Recorded data
= Beginning of Section =

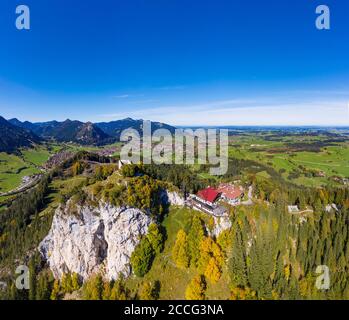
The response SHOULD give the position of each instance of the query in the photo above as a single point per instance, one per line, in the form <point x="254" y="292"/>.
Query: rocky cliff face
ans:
<point x="172" y="198"/>
<point x="93" y="240"/>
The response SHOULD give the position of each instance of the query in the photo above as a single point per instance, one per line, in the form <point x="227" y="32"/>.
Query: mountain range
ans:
<point x="13" y="137"/>
<point x="15" y="133"/>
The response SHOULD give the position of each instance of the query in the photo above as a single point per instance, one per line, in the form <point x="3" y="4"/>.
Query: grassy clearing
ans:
<point x="331" y="160"/>
<point x="36" y="156"/>
<point x="12" y="170"/>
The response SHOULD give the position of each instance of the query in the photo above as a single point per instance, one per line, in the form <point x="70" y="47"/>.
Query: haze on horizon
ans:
<point x="213" y="63"/>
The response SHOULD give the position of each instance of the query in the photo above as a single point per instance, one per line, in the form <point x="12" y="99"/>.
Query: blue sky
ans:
<point x="236" y="62"/>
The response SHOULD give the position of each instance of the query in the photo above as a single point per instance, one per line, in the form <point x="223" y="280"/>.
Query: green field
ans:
<point x="13" y="167"/>
<point x="12" y="170"/>
<point x="302" y="167"/>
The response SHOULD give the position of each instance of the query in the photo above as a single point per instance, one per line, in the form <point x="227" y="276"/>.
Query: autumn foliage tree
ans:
<point x="196" y="288"/>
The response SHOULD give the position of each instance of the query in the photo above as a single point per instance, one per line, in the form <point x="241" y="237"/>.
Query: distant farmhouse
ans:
<point x="121" y="163"/>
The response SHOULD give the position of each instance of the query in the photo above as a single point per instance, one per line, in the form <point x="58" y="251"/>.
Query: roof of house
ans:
<point x="230" y="191"/>
<point x="209" y="194"/>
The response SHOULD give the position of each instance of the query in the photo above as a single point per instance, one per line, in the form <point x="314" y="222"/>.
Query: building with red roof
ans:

= End of Section =

To do = Copy out all the lines of the records that include "roof".

Problem solution =
Query: roof of house
Query: building with red roof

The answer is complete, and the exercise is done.